-- START --

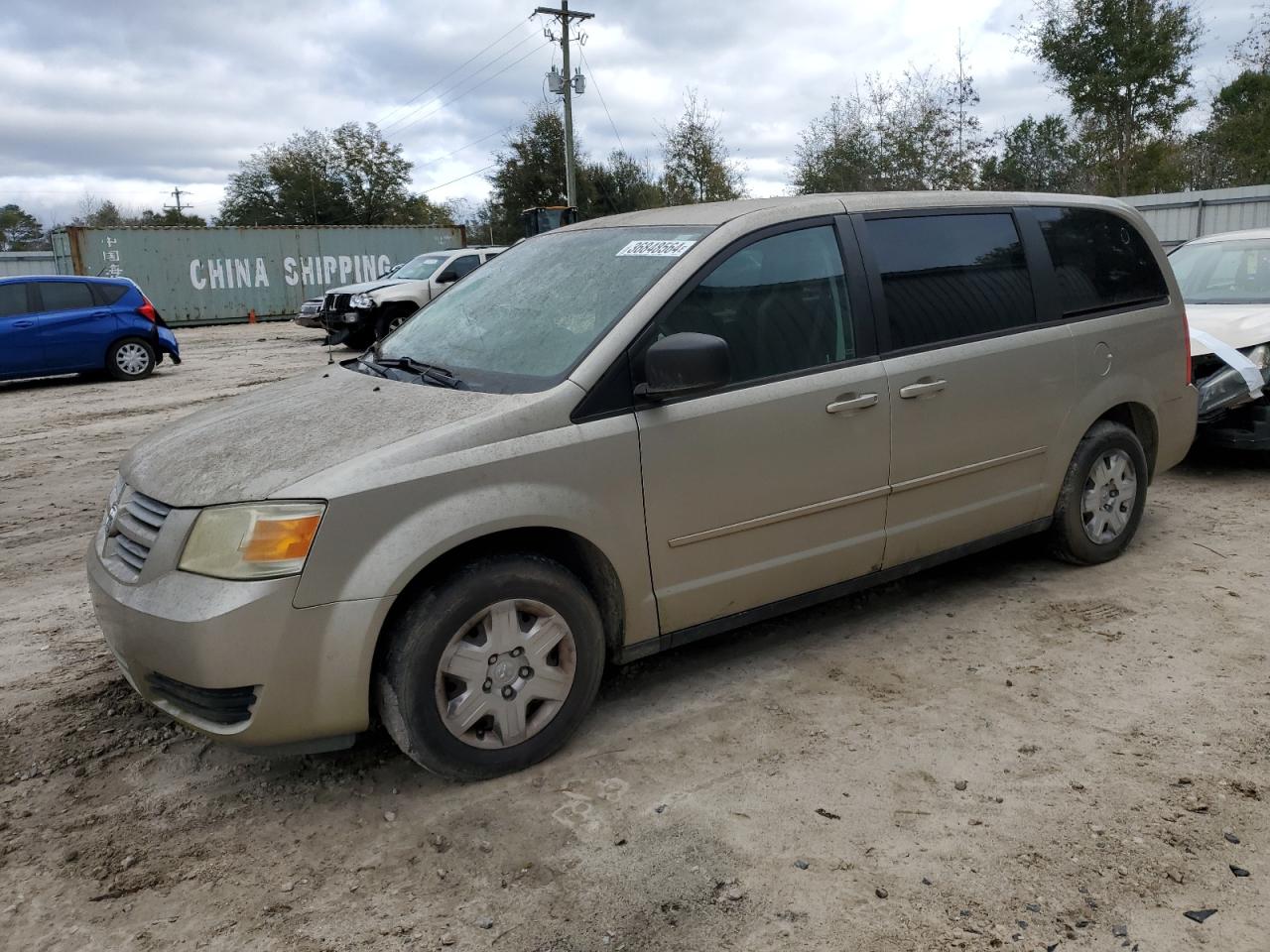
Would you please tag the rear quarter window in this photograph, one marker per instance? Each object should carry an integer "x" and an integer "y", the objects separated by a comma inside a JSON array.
[
  {"x": 1100, "y": 261},
  {"x": 952, "y": 276},
  {"x": 109, "y": 294},
  {"x": 64, "y": 295},
  {"x": 13, "y": 299}
]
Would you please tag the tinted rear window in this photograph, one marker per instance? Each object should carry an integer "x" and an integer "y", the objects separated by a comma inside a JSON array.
[
  {"x": 952, "y": 276},
  {"x": 64, "y": 295},
  {"x": 1100, "y": 261},
  {"x": 13, "y": 299},
  {"x": 109, "y": 294}
]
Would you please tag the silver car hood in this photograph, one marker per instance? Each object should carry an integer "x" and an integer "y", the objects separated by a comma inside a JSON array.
[
  {"x": 366, "y": 286},
  {"x": 1237, "y": 325},
  {"x": 253, "y": 445}
]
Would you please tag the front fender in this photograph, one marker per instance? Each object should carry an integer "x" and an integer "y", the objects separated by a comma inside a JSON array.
[{"x": 579, "y": 479}]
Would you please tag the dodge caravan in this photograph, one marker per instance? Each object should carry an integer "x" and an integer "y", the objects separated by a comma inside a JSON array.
[{"x": 630, "y": 433}]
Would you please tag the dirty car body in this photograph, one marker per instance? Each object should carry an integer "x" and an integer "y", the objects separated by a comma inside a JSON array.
[
  {"x": 630, "y": 433},
  {"x": 1225, "y": 282}
]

-- END --

PROBLEM TO WORK ON: Recast all of the data above as a Markdown table with two columns, Row for the row number and Line for the line itself, skipping blank lines. Leave the pictures out of the table.

WRITTEN RESPONSE:
| Row | Line |
|---|---|
| 1 | Would you please tag the rear quarter window in this photograph, one marker per instance? Each object should carry an integer "x" and an integer "y", the objects separated by a comma inside a JSON array. |
| 2 | [ |
| 3 |   {"x": 1100, "y": 261}, |
| 4 |   {"x": 952, "y": 276}, |
| 5 |   {"x": 109, "y": 294}, |
| 6 |   {"x": 64, "y": 295}, |
| 7 |   {"x": 13, "y": 299} |
| 8 | ] |
| 9 | Would you please tag the tinted rear window in this photograph, one marker per instance? Each object should carry an integer "x" and an integer "y", the objects separated by a comma inside a JSON array. |
| 10 | [ |
| 11 |   {"x": 952, "y": 276}, |
| 12 |   {"x": 64, "y": 295}, |
| 13 |   {"x": 1100, "y": 261}, |
| 14 |   {"x": 13, "y": 299}, |
| 15 |   {"x": 109, "y": 294} |
| 16 | ] |
| 17 | Would you please tag the silver car hood in this photograph, one marker per instance? Each object should carry an integer "x" and an integer "y", the objects separated by a comma inside a JSON array. |
| 18 | [ |
| 19 |   {"x": 366, "y": 286}, |
| 20 |   {"x": 1237, "y": 325}, |
| 21 |   {"x": 253, "y": 445} |
| 22 | ] |
| 23 | Would you please tag the front fender in this photograph, one marker per instance? Each object should carry an integer "x" and an integer "y", the objects separated by a comma inside a JSON array. |
| 24 | [{"x": 579, "y": 479}] |
| 25 | Would you please tag the dodge caravan in this photograph, one marker per instance? Each object should carry an integer "x" and an integer "y", the objects separated by a comma inside a JSON array. |
| 26 | [{"x": 630, "y": 433}] |
| 27 | Would you please tag the dirty car body in this photograph, one marker per instance? Each object should carry an integer "x" and an integer "y", the objects separated by a comma inside a JSON array. |
| 28 | [ |
| 29 |   {"x": 630, "y": 433}, |
| 30 |   {"x": 1225, "y": 282} |
| 31 | ] |